*Task description*
Apart from the pictures, every line below needs to be reproduced verbatim.

*Data for processing*
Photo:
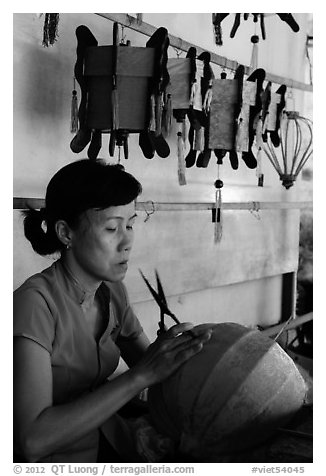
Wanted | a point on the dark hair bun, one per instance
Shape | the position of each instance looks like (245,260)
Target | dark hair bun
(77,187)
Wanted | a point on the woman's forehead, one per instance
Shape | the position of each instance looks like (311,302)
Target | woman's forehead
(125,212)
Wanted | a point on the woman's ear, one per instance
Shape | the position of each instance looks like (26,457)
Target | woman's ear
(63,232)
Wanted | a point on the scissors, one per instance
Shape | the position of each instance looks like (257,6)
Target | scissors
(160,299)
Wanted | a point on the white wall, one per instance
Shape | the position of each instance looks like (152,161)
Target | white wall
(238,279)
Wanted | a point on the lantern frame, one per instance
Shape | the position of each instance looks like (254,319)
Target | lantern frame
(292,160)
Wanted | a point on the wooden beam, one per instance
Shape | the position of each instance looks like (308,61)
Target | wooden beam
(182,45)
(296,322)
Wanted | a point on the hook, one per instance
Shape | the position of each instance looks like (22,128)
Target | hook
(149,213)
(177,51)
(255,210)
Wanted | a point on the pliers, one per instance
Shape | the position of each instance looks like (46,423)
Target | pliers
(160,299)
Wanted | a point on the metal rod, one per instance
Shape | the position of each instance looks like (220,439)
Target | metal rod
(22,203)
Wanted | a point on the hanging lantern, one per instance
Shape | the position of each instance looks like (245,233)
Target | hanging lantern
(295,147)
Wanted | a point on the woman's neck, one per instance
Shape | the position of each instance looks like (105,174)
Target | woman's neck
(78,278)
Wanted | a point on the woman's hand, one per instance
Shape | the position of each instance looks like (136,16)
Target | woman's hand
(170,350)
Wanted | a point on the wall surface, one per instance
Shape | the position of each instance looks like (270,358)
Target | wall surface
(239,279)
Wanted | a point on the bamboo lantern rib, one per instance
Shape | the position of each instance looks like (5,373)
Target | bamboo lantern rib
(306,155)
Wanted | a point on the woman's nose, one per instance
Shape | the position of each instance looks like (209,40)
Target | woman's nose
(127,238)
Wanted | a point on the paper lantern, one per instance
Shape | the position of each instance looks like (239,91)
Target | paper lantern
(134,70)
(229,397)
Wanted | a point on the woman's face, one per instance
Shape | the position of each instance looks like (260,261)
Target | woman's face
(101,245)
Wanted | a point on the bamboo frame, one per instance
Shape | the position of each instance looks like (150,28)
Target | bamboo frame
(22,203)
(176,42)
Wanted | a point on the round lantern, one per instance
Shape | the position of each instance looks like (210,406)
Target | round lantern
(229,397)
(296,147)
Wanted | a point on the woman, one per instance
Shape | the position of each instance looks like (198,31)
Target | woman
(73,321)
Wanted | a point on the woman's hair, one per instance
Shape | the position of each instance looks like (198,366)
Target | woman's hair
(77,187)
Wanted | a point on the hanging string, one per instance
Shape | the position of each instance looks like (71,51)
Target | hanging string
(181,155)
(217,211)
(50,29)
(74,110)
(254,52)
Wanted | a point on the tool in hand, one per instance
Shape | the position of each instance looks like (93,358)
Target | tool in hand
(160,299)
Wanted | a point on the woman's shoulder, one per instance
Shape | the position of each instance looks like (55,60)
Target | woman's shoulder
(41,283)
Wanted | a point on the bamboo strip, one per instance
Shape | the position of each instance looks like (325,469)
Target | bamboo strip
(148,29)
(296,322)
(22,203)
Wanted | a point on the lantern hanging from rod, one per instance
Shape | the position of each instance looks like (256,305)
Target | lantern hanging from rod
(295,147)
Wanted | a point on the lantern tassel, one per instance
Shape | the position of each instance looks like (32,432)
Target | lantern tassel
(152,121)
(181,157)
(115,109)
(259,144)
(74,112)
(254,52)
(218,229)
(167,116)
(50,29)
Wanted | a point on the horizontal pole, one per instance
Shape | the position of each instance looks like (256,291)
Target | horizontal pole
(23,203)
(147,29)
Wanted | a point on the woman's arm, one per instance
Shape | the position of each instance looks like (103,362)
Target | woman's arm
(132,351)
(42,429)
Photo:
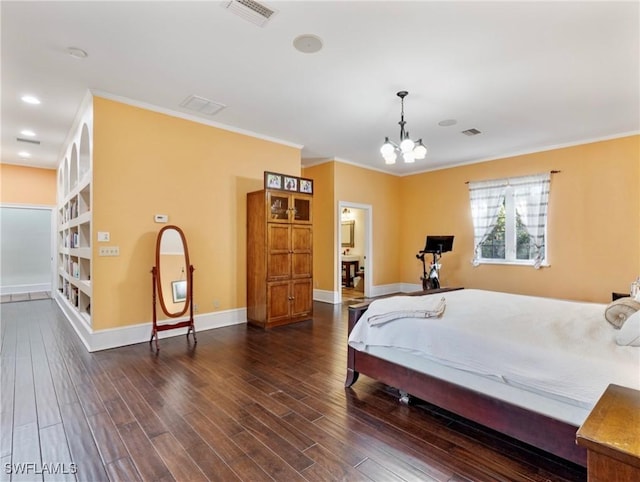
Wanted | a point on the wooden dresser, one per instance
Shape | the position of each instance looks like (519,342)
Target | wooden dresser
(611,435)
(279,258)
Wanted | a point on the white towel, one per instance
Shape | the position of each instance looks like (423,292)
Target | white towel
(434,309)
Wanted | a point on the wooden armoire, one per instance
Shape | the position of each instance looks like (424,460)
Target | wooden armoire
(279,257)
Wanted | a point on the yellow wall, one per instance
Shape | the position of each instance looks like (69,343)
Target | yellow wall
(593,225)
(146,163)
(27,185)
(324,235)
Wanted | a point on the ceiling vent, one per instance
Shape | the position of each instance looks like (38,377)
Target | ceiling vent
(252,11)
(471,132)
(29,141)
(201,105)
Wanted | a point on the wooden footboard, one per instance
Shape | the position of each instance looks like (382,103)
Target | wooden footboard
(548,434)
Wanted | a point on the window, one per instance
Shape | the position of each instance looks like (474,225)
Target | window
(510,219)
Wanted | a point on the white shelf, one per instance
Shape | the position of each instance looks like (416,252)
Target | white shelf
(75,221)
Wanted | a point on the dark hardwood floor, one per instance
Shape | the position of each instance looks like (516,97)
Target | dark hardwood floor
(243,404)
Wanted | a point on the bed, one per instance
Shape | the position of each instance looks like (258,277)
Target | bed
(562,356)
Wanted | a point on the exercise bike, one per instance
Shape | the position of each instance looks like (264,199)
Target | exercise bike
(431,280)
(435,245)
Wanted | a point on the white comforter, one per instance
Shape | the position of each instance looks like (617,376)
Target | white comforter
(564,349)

*Exercise solution*
Photo:
Wanted | a point on the dark hair bun, one per instance
Shape | the position of each instance looks like (245,260)
Target | dark hair bun
(77,187)
Wanted | a point on the woman's forehead, one per instance
Shape | the position of each instance looks like (311,302)
Target | woman's forehead
(125,212)
Wanted | a point on the woman's ear, one per instance
Shape | the position of each instance looks like (26,457)
Target | woman's ear
(63,232)
Wanted | a point on the scissors, one per instance
Shape | the position of each instance looks like (257,6)
Target | scissors
(160,299)
Wanted | a point on the white wall, one per instance
Shape | the position of each instance looks like (152,161)
Target | white wall
(238,279)
Wanted | a point on the lantern frame, one per instance
Shape | the position of each instance looks like (254,319)
Target | lantern frame
(292,160)
Wanted | a point on the wooden beam, one per instance
Shape | the position of each instance looks like (308,61)
Target | wooden beam
(182,45)
(296,322)
Wanted | a point on the hook, one per instance
Shape | the position of each instance looks like (22,128)
Target | hook
(149,213)
(177,51)
(255,210)
Wanted | a point on the pliers, one per instance
Shape | the position of each instance looks like (46,423)
Target | pliers
(160,299)
Wanted | a point on the metal rod, one per instance
Shape | the position of each instance looks like (220,439)
Target | metal rod
(22,203)
Wanted | a point on the hanging lantern, one per instance
Shape | the position of each instance looks like (245,233)
Target | hanging lantern
(295,147)
Wanted | a point on the woman's neck, one per instance
Shape | the position of each instance looks like (105,174)
Target | woman's neck
(78,278)
Wanted | a point on the woman's hand, one per instance
Shape | the position of each instance looks like (136,16)
Target | woman's hand
(170,350)
Wanted | a point on the wall surface, one per instance
Shape | the position of each instance looks like (270,358)
Target | wall surface
(239,279)
Wanted | a point on the bamboo lantern rib, one per instance
Shape | the position of each instance looks like (5,373)
Target | bamboo lantern rib
(306,155)
Wanted | a point on the woman's nose, one per instance
Shape | the position of each instance looks like (209,40)
Target | woman's nose
(127,238)
Wanted | a point on the paper lantern, one per instance
Shape | the position of each instance looks like (239,91)
Target | paper lantern
(134,70)
(229,397)
Wanted | a point on the woman's face, one per instance
Shape | the position of each instance looks like (260,261)
Target | woman's face
(101,245)
Wanted | a point on the bamboo frame, one per instance
Shape | the position of each instance looks like (150,28)
Target | bamboo frame
(22,203)
(176,42)
Wanted | a point on the round lantern, one per instance
Shape | the position of each instance looks like (210,406)
Target | round lantern
(229,397)
(296,147)
Wanted | a point on the woman, one per instance
Shape | the position of each instance looks like (198,31)
Target | woman
(73,321)
Wanted | a point on the woman's hair, one per instance
Shape | the position of each instance looks like (198,366)
Target | woman's hair
(77,187)
Wanted | a point on the hanging string, one per instance
Shape | the position of each instance looks like (71,51)
Target | hanging string
(181,155)
(217,211)
(50,29)
(74,110)
(254,52)
Wanted | a point on the tool in hand, one per instance
Shape | the position of each instance looks like (93,358)
Target | tool in hand
(160,299)
Wanted | a point on the woman's shoulder, one per instance
Shape | the position of each instance looks like (55,60)
Target | woman's shoulder
(41,283)
Wanted | a point on the bamboo strip, one per instance
Shape | the position of each instance looks like (325,469)
Target | bamboo strip
(148,29)
(296,322)
(22,203)
Wanted | a point on the lantern hanging from rod, one per instance
Shape | the position of each instance looks like (256,305)
Target | lantern hanging from rod
(295,147)
Wanted | a point on the lantern tassel, one per instance
Shape | the position of each instance looks like (32,432)
Target | lantern tassel
(152,121)
(181,157)
(115,109)
(259,144)
(74,112)
(254,52)
(218,229)
(167,116)
(50,29)
Wanted | a point on the horizontal pole, one per instance
Shape | the position of each instance looks like (256,291)
Target | horizontal pole
(23,203)
(147,29)
Wanted | a point on the woman's arm, one per instance
Shape | the position of each instance looks like (103,362)
Target | woman's arm
(132,351)
(42,429)
Photo:
Wanted | a point on the wooden dresser, one per instance
Shape | the position of each instance looks like (519,342)
Target | wooden dresser
(611,435)
(279,258)
Wanted | a point on the white towel, one per instance
Shape | the position of each instance looks like (423,292)
Target | white towel
(434,309)
Wanted | a point on the wooden armoire, one per instance
Shape | the position of each instance looks like (424,460)
Target | wooden armoire
(279,257)
Wanted | a point on the yellow wall, one per instance
Shape | the position of each instance looks like (69,343)
Target | yellow wall
(593,225)
(146,163)
(27,185)
(324,235)
Wanted | a point on the ceiling vent, one per instance
Shape | the position of each instance looks like (38,377)
Target | ceiling vent
(252,11)
(471,132)
(29,141)
(201,105)
Wanted | a point on the wooden footboard, one per instance
Shape | the position of each instance looks like (382,103)
Target | wooden footboard
(548,434)
Wanted | a point on the window, one per instance
Shape | the position of each instance looks like (474,225)
Target | window
(510,219)
Wanted | a point on the white shelf, one per instance
Shape | the position of each instance looks like (416,252)
Target | white shelf
(75,221)
Wanted | a point on the dark hardwood floor, one per instance
Shape | the position of each instance looks like (516,97)
Target | dark hardwood floor
(243,404)
Wanted | a point on the bed, one per instance
Shape | the position of each instance looks like (258,277)
Target | bed
(562,356)
Wanted | a point on the exercise bike, one per instance
Shape | the position of each instance looks like (264,199)
Target | exercise bike
(431,280)
(435,245)
Wanted | a point on the white comforter, one per instance
Shape | the position of each instance looks like (617,376)
Target | white comforter
(564,349)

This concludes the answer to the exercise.